● **WHAT YOU SHOULD DO**
Copy each of the rows below character for character, with no changes to wording, spacing, or punctuation.

● **EXTRACTED ENTRIES**
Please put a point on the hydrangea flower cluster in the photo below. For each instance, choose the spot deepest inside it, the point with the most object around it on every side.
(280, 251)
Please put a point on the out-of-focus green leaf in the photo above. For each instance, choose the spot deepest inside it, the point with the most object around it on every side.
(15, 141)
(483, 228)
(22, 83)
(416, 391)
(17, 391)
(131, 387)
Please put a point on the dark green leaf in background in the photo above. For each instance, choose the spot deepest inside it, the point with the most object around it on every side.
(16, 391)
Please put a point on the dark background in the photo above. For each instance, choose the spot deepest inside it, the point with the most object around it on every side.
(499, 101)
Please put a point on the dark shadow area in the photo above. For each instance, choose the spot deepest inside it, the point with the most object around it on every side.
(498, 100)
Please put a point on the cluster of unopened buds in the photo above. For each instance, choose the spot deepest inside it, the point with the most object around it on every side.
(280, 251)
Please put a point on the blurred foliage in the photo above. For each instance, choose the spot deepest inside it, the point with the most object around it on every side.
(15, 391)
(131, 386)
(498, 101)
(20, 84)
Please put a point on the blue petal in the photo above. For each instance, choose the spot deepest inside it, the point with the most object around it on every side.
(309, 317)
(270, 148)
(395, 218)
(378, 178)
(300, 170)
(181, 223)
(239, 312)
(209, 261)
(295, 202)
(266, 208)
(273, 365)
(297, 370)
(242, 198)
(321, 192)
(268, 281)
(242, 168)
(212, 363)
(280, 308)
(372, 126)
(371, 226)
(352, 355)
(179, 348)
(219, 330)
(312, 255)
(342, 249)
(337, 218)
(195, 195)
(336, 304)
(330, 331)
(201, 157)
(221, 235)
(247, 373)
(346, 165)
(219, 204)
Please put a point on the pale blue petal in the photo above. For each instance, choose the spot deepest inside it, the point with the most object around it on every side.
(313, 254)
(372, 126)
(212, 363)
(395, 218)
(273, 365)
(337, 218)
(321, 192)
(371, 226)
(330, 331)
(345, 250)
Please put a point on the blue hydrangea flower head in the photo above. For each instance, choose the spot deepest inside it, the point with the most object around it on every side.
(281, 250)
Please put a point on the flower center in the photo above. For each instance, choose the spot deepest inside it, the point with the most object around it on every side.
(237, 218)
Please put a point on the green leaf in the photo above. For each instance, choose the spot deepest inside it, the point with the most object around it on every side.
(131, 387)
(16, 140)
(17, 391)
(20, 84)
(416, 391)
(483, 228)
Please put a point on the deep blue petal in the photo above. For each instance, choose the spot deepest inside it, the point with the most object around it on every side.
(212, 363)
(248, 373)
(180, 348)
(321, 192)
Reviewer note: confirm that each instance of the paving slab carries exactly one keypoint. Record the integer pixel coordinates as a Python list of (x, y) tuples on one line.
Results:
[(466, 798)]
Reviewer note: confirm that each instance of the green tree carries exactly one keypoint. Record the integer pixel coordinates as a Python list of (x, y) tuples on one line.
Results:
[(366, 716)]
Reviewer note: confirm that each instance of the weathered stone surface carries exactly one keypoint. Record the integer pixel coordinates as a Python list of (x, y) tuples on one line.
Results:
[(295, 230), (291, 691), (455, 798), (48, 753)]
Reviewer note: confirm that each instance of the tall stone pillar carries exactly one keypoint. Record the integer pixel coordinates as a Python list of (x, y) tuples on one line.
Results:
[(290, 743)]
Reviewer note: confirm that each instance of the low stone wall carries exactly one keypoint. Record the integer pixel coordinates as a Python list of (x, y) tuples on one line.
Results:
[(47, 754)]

● **OUTPUT OF THE TASK**
Please put a point on the hydrangea flower cluster in the photo below. For each instance, choose the spot deepest inside it, the point with the most object around it on every side.
(280, 251)
Please put a point on the out-of-focus green leaf in the photo above. For each instance, choose the spot deepest inside it, the point with the most object around it on every side.
(15, 141)
(483, 228)
(22, 83)
(416, 391)
(17, 391)
(131, 387)
Please put a point on the dark green leaf in background in the photo above. For each instance, choose the spot deepest inside it, the point with the most object around it on every side.
(16, 391)
Please put a point on the dark background in the photo above. For each instance, choose the spot deepest inside it, the point with the most object around it on every side.
(499, 101)
Please put a point on the dark shadow area in the photo above. For each instance, choose the spot deepest inside it, the point with the most object around it on every side.
(498, 100)
Please put a point on the cluster of unopened buds in the photo above. For each instance, choose the spot deepest inside it, the point with the most object around it on every side.
(280, 251)
Please put a point on the blurred foliage in the photo above. For each instance, choose the spot deepest inside it, the point with the most object around it on every side.
(15, 391)
(131, 386)
(498, 101)
(20, 84)
Please put a point on the blue petal in the photo above. For each instance, choose the spot deepest inside it, the point with the most object around it on every side.
(309, 317)
(270, 148)
(395, 218)
(378, 178)
(300, 170)
(181, 223)
(239, 312)
(209, 261)
(295, 202)
(266, 208)
(273, 365)
(297, 370)
(242, 198)
(321, 192)
(268, 281)
(242, 168)
(212, 363)
(280, 308)
(372, 126)
(371, 226)
(352, 355)
(179, 348)
(219, 330)
(312, 255)
(342, 249)
(337, 218)
(195, 195)
(336, 304)
(330, 331)
(201, 157)
(221, 235)
(247, 373)
(346, 165)
(219, 204)
Please put a point on the pale blue petal in the photo above. For each instance, choose the spot deepest inside it, the point with the most object around it on every side.
(313, 254)
(372, 126)
(212, 363)
(395, 218)
(273, 365)
(337, 218)
(321, 192)
(371, 226)
(330, 331)
(345, 250)
Please put a point on the blue hydrangea flower head in the photo above. For each instance, choose the spot deepest inside it, the point with the most object around it on every side.
(281, 250)
Please put a point on the flower center in the photo above. For each instance, choose the spot deepest inside it, the point with the most object around it on every side.
(237, 218)
Please put a point on the green leaf in the photo above. For each instance, choose the spot deepest inside it, the point with the most object around it on every side.
(131, 387)
(16, 140)
(17, 391)
(20, 84)
(416, 391)
(483, 228)
Please put a point on the deep blue petal in the photo above. For each instance, choose the spot deepest inside it, the point with the most object around it on every side.
(212, 363)
(248, 373)
(180, 348)
(321, 192)
Reviewer note: confirm that each instance of the paving slab carries exactly one keypoint. Record the integer pixel coordinates as a Python list of (x, y) tuples on one line.
Results:
[(466, 798)]
Reviewer note: confirm that each instance of the green tree carries exactly one keypoint. Record the integer pixel coordinates as a Python list of (x, y) tuples on one line.
Results:
[(366, 716)]
Reviewer note: confirm that each instance of the weathered stone surface carries exactly one keypoint. Record the integer pixel coordinates as a Python list of (x, y) tuples on one line.
Results:
[(295, 230), (291, 691), (455, 798), (48, 753)]
Reviewer note: confirm that each instance of the tall stone pillar carries exactly one keypoint. Record the integer pixel coordinates as a Python list of (x, y) tuples on one line.
Results:
[(290, 743)]
Reviewer note: confirm that each instance of the low stone wall carries exactly one keypoint. Record the integer pixel coordinates as a Python list of (x, y) tuples on one line.
Results:
[(47, 754)]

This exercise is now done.